## DATASET CONTENT
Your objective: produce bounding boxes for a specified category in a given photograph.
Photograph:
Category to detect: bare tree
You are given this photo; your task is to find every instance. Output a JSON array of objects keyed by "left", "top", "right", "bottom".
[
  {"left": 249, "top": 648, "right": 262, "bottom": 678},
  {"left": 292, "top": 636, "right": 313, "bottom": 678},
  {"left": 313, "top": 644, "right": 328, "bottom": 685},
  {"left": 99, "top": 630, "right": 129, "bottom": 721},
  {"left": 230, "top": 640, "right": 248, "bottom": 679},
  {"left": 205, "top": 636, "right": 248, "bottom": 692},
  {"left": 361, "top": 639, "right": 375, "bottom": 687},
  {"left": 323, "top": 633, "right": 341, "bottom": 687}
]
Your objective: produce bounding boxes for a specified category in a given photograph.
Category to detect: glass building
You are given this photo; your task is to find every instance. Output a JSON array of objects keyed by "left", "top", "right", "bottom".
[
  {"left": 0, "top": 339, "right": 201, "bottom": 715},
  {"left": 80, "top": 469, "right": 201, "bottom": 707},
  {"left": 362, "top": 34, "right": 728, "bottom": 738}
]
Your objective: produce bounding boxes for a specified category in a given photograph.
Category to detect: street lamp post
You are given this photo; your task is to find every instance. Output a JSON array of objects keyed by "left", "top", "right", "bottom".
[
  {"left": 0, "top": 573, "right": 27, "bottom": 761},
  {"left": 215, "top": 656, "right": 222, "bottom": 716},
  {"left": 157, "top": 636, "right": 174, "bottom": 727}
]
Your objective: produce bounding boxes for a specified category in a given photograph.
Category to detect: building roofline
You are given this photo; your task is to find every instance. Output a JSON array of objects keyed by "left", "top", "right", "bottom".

## EXERCISE DIRECTIONS
Rewrite every row above, substituting "goal" for each occurrence of "objective" and keeping all other text identical.

## THE RESULT
Your goal: produce bounding boxes for a specified category in a given photograph.
Photograph:
Category to detect: bare tree
You are given this photo; your task is to find every instance. Output a JSON array of objects keyed by "left", "top", "right", "bottom".
[
  {"left": 249, "top": 648, "right": 262, "bottom": 678},
  {"left": 292, "top": 636, "right": 313, "bottom": 678},
  {"left": 313, "top": 644, "right": 328, "bottom": 685},
  {"left": 99, "top": 630, "right": 129, "bottom": 721},
  {"left": 230, "top": 640, "right": 248, "bottom": 679},
  {"left": 205, "top": 636, "right": 248, "bottom": 692},
  {"left": 361, "top": 639, "right": 375, "bottom": 687},
  {"left": 323, "top": 633, "right": 341, "bottom": 687}
]
Your goal: produce bounding boxes for a specified category in a given photograph.
Category to detect: glass building
You are given this photo; your task is to find every instance. Output a JSON array of objects keyed by "left", "top", "right", "bottom".
[
  {"left": 0, "top": 339, "right": 201, "bottom": 715},
  {"left": 80, "top": 469, "right": 201, "bottom": 707},
  {"left": 362, "top": 34, "right": 728, "bottom": 738}
]
Your goal: produce bounding boxes for a specified category in a given photograph.
Category to detect: street lamp post
You are given this photo; your task is to find every instance. Output a JSON array of objects keyed by "left", "top", "right", "bottom".
[
  {"left": 0, "top": 573, "right": 27, "bottom": 761},
  {"left": 215, "top": 656, "right": 222, "bottom": 716},
  {"left": 157, "top": 636, "right": 174, "bottom": 727}
]
Your goal: produce bounding boxes for a specified category in a given photograph.
Category to detect: building roofline
You are given this photo; your task is to find every instance. Output a JSON array of objects keyed by "left", "top", "right", "bottom".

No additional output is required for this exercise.